Since 1989, more than 375 innocent prisoners have earned their freedom through post-conviction DNA testing and another 2,000 have been exonerated without the use of that scientific tool. Daniel Medwed, Northeastern law professor and GBH News legal analyst, believes this is just the tip of the innocence iceberg. Medwed joined Mary Blake on Morning Edition today to discuss a case being heard in Texas this week involving a death row inmate named Rodney Reed that illustrates the problems with wrongful convictions and the difficulties in overturning them. This transcript has been edited lightly for clarity.

Blake: Let’s start at the beginning. What crime was Rodney Reed convicted of?

Medwed: Back in 1996, a young white woman, Stacey Lee Stites, was found strangled to death in rural Bastrop County, Texas. Her fiancé was a white police officer named Jimmy Fennell. According to him, they watched television together before she left for work at 3 a.m. After her body was located, investigators compiled a rape kit that had sperm cells that were later traced to Rodney Reed, a local Black man. At first, Reed denied knowing Stites but later acknowledged that they had been having an affair. So, the DNA evidence plus Reed’s obfuscation made him a prime suspect. What clinched the case was expert testimony from a medical examiner putting the time of death at some point after 3 a.m., which basically excluded her fiancé as a suspect. A jury convicted Reed and voted for the death penalty.

Blake: What makes you think Reed might be innocent?

Medwed: Several things. First, his account of an affair with the victim has been corroborated by a number of the victim’s friends who have come forward to confirm that she was having a clandestine affair with Reed. Second, a closer look at the forensic evidence indicates she likely died far earlier than the medical examiner indicated at trial, suggesting she was in the company of her fiancée Fennell when she was killed.

◆ ◆ ◆ ◆ ◆

# Check your understanding:
1. Translate this sentence from the Rodney Reed interview into Spanish: "At first, Reed denied knowing Stites but later acknowledged that they had been having an affair."
2. Carry on the interview about Rodney Reed's case, picking up right after its last sentence.

# Data section:

◆ ◆ ◆ ◆ ◆

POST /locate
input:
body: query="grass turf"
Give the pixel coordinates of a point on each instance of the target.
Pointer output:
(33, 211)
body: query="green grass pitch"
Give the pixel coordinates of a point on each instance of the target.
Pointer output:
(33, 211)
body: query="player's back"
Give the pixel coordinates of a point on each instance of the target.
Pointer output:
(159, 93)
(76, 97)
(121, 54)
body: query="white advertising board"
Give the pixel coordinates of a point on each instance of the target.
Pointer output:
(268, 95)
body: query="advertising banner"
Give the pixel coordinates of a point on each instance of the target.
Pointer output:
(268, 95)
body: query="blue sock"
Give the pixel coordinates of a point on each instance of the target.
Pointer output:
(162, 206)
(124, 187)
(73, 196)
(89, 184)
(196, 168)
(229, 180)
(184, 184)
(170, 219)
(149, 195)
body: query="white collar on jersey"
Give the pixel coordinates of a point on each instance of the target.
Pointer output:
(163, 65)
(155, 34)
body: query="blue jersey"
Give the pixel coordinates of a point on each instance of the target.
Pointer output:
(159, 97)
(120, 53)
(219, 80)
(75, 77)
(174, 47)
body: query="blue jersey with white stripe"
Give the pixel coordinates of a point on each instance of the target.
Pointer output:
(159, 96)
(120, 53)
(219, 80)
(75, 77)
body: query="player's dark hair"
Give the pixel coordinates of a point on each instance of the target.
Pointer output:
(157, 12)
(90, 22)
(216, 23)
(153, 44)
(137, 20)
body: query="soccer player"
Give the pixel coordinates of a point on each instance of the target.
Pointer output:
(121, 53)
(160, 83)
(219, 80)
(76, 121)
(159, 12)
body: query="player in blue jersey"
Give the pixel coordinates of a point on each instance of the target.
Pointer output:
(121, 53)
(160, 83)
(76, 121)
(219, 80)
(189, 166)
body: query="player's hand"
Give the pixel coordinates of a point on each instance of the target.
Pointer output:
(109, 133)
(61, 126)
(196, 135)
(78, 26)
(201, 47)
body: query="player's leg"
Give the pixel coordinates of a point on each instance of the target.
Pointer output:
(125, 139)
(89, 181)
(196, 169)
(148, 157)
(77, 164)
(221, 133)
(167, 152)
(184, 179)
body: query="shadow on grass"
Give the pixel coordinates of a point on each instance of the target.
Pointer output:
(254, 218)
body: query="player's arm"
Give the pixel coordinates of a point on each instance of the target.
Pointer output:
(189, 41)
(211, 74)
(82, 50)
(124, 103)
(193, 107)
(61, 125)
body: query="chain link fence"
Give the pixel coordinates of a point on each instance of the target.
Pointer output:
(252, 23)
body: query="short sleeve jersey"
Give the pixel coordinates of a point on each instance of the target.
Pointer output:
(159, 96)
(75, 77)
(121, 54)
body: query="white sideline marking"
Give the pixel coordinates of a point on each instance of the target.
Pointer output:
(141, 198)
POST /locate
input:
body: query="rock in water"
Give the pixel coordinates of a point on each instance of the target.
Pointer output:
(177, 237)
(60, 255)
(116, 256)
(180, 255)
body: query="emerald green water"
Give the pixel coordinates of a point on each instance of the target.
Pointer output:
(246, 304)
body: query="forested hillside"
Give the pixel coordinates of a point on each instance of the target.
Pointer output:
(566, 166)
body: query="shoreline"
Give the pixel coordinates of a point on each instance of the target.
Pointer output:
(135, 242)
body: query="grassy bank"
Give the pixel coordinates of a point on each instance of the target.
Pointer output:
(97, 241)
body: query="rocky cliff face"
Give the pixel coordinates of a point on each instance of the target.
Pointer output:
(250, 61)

◆ ◆ ◆ ◆ ◆

# Solved tasks:
1. Al principio, Reed negó conocer a Stites, pero luego admitió que habían tenido una aventura.

2.
Third, there is mounting circumstantial evidence that Fennell committed the crime. Not only does he have a history of violence against women, but several witnesses suggest Fennell knew about the affair and was absolutely livid about it. Recently, the defense located a witness who claims that Fennell even confessed to killing her. This case just has so many hallmarks of a wrongful conviction — flawed forensic evidence, police and prosecutorial tunnel vision, the ugly specter of racial bias — that it screams out for a fair hearing.

Blake: Daniel, a court hearing about this new evidence just started yesterday. Why has it taken so long for Reed to get this new evidence heard?

Medwed: Believe it or not, this is Rodney Reed’s tenth state post-conviction motion and he’s lost all of the preceding nine. The short answer is that the system places a premium on finality. After you lose at trial the presumption of innocence converts into a presumption of guilt, and it becomes increasingly hard to rebut that presumption over time. A host of obstacles in the appellate and post-conviction process — things like short statutes of limitations, strict standards of review, narrow visions about what claims may be raised — reinforce this concept of finality, which occasionally comes at the expense of accuracy.

Blake: What about the Supreme Court? Did it ever weigh in on this case?

Medwed: Reed has begged the Supreme Court to review his case no less than four times, but the Court has never agreed to do so. In general, the Court rarely takes on fact-based innocence cases — instead it tends to focus on accepting cases with national legal implications or where there is dispute in the lower courts about a question of law. After the Court denied review for the fourth time back in 2020, Justice Sotomayor wrote separately to express her disapproval. She wrote that “[m]isgivings this ponderous should not be brushed aside even in the least consequential of criminal cases; certainly they deserve sober consideration when a capital conviction and sentence hang in the balance.” She expressed hope that Texas state courts would provide this sober consideration and I guess we will have to see if her hope is realized as the hearing unfolds over the next two weeks or so.